本文
· · ·

また聖徳太子の「十七条憲法」にも、一条目に「和(やわ)らぎを以て貴しとなす」とあります。争いは話し合いで解決しましょうと書いてあります。日本人は争うよりも平和を望む、争いごとにはなじみにくい民族で、そういう知恵が我々にはあり、それが憲法九条に凝縮されているのだと。そういう東洋的な思想と、西洋の発想である憲法13条の「すべて国民は、個人として尊重される。…」という考え方とが見事に融合しています。最も重要な人類の発明、叡智が日本国憲法ではないかと感じました。大学では芦部信喜先生と樋口陽一先生に学びましたが、樋口先生の授業では、世界の色々な国々の憲法と比較して、日本国憲法がどのような位置にあるかを学びました。憲法を学んでいく中で、昔の研究者の論文を読みながら、心が熱くなる自分に気づくことができました。



読書で鍛える想像力や共感力


――様々な本でその想いを伝えられています。


伊藤真氏: 憲法関連の本を書くうちに広がっていきましたが、最初に出した本は『伊藤真の司法試験合格塾!』という勉強法の本でした。その後、時間術とか論理的なものの見方とか、記憶とか、そういう学びのための本も書くことになりました。読み手の方の人生に少しでもいい影響を与えられればという気持ちで書いています。

· · ·

課題の指示
次の (a)〜(c) が本文の内容と一致するかどうかを判定し、それぞれ「はい」か「いいえ」で答えよ。判断の根拠となる本文の語句をそのまま引用して添えること。
(a) 十七条憲法の一条目には「和らぎを以て貴しとなす」と記されている。
(b) 伊藤真氏が最初に出した本は、憲法を解説する本だった。
(c) 樋口先生の授業では、世界の国々の憲法と比較しながら日本国憲法の位置づけを学んだ。

· · ·

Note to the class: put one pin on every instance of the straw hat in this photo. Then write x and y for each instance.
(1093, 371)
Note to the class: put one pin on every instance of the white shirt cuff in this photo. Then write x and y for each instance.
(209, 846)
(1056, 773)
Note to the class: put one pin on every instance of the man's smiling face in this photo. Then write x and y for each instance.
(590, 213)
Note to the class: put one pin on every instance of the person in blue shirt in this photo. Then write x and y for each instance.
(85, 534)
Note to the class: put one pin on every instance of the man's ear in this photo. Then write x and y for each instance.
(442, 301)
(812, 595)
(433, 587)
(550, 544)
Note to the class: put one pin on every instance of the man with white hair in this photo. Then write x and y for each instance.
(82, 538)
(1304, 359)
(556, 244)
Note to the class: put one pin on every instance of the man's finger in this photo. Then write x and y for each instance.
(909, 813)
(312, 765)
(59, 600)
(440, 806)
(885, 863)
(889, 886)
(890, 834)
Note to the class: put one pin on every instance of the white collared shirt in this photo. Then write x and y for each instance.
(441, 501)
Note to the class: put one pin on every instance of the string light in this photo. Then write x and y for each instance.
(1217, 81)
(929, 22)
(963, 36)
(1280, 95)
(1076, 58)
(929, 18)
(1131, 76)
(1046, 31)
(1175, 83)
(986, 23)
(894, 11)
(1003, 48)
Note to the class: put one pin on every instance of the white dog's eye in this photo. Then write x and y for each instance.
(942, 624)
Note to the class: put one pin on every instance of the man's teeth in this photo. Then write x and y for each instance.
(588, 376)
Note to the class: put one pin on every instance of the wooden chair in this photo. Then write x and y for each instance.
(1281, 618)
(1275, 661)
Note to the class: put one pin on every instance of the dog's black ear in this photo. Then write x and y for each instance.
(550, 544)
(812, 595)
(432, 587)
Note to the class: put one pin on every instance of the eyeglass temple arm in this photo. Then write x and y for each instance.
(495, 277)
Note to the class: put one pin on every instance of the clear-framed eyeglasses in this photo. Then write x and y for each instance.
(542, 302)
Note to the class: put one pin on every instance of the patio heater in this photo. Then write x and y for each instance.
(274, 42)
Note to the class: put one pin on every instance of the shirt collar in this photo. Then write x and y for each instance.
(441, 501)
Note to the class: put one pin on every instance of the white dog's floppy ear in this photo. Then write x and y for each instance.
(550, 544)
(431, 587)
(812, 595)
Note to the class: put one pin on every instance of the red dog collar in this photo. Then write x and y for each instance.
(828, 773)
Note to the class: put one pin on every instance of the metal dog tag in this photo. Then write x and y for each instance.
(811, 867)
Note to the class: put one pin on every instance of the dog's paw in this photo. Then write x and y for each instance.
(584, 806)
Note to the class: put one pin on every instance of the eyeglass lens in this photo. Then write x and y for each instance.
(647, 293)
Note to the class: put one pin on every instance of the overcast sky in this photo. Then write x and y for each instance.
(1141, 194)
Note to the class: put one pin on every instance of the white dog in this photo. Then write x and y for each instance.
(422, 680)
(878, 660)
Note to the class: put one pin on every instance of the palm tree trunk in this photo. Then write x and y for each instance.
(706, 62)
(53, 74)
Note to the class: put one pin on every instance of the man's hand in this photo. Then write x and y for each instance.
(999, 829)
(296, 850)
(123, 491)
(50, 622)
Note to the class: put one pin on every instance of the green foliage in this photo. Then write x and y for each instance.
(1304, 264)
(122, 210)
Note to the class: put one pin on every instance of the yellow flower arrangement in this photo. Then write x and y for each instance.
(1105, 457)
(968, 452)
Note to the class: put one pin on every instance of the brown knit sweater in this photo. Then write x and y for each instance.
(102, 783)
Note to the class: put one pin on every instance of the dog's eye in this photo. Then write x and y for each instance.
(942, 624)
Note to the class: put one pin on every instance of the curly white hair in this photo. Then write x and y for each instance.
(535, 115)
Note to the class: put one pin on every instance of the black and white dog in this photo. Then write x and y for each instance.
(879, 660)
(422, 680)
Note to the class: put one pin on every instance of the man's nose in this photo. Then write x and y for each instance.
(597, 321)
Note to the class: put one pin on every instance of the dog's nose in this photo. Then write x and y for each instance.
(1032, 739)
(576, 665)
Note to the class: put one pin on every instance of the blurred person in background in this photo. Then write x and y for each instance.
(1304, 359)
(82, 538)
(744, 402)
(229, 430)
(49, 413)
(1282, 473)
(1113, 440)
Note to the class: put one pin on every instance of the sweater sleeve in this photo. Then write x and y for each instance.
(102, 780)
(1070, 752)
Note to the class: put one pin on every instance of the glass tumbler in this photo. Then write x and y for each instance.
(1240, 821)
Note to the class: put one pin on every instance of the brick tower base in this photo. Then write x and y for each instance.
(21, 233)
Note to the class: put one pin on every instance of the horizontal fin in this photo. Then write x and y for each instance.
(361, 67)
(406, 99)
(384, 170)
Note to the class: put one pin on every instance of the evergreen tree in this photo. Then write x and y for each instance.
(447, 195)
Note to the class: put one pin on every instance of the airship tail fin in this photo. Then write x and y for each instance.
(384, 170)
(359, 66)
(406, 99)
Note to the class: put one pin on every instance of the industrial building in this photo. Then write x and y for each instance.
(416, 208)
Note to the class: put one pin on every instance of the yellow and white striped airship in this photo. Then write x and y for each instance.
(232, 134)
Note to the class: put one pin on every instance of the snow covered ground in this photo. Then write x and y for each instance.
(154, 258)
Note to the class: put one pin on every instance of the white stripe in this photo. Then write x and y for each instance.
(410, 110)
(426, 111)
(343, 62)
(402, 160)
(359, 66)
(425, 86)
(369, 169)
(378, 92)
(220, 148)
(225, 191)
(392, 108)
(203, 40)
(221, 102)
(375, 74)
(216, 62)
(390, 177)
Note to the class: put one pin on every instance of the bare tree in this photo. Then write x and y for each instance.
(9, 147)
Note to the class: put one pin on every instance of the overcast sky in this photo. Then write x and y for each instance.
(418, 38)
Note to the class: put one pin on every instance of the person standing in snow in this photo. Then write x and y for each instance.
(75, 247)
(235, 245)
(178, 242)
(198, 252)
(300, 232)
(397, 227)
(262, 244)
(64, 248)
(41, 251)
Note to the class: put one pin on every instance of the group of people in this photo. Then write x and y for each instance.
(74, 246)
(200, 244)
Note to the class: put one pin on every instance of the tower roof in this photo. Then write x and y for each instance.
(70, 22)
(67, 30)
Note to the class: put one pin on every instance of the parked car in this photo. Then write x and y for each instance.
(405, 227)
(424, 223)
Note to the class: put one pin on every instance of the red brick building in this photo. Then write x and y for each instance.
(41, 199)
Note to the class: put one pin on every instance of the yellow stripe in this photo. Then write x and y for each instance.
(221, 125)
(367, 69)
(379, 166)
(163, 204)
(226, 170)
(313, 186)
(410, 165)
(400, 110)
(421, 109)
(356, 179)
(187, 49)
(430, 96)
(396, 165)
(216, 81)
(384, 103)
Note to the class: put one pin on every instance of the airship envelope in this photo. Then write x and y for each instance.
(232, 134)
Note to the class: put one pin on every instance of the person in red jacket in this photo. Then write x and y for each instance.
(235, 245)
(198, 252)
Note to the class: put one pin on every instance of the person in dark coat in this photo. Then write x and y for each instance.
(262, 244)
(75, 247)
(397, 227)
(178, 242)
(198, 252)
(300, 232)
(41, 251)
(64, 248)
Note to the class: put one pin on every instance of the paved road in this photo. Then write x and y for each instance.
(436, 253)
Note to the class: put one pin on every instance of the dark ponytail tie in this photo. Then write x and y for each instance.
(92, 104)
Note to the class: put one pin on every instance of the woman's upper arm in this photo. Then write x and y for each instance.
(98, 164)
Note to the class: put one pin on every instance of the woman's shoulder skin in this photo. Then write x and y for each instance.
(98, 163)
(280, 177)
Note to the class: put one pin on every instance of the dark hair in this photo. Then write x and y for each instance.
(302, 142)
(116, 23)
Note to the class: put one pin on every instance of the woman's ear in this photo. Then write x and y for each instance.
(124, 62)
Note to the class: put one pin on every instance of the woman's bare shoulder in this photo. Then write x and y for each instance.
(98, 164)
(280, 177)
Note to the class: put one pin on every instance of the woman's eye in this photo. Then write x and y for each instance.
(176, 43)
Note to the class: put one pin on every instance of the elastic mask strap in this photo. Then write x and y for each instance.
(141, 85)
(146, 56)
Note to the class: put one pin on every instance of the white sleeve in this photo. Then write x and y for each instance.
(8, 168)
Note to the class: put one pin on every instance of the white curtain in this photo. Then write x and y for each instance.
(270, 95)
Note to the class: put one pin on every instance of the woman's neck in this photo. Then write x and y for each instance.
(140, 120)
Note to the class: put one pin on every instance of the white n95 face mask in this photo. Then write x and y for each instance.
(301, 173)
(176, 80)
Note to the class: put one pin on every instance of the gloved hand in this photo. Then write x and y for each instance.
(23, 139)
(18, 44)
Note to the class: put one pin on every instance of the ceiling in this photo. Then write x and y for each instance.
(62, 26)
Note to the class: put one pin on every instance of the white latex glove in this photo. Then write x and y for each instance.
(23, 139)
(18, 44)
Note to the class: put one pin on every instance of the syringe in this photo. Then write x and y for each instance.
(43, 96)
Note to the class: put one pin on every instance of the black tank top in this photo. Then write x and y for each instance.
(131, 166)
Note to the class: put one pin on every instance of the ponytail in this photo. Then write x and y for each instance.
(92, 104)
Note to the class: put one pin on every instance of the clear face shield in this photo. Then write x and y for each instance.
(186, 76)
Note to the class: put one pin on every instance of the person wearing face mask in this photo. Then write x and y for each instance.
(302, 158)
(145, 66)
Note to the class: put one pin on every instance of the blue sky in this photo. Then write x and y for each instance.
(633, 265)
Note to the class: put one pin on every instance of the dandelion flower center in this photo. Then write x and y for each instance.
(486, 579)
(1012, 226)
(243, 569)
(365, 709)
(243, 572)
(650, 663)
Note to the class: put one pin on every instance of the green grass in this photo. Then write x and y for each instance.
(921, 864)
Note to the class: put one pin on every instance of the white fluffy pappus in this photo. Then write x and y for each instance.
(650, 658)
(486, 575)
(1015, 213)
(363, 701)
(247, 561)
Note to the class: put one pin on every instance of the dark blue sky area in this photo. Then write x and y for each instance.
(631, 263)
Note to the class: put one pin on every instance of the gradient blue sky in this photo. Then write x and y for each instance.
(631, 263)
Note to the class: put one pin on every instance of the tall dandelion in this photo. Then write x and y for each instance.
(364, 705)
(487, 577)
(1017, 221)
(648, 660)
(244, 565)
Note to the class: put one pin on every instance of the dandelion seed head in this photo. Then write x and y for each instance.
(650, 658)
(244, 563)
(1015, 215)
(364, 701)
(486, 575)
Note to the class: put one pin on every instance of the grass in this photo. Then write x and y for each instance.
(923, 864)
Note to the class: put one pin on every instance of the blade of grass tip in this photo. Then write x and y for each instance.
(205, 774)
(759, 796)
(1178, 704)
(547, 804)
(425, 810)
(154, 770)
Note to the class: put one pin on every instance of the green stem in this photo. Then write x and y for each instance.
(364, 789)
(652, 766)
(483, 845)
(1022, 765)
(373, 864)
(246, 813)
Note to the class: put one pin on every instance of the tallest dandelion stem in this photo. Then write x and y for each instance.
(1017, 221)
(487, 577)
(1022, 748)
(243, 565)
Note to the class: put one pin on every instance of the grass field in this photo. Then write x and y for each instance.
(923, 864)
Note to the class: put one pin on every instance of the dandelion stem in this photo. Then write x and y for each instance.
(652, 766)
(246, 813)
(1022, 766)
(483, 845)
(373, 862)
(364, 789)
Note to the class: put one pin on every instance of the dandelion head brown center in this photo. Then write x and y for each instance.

· · ·

課題の解答
(a) はい：「和(やわ)らぎを以て貴しとなす」
(b) いいえ：「最初に出した本は『伊藤真の司法試験合格塾!』という勉強法の本でした」
(c) はい：「世界の色々な国々の憲法と比較して、日本国憲法がどのような位置にあるかを学びました」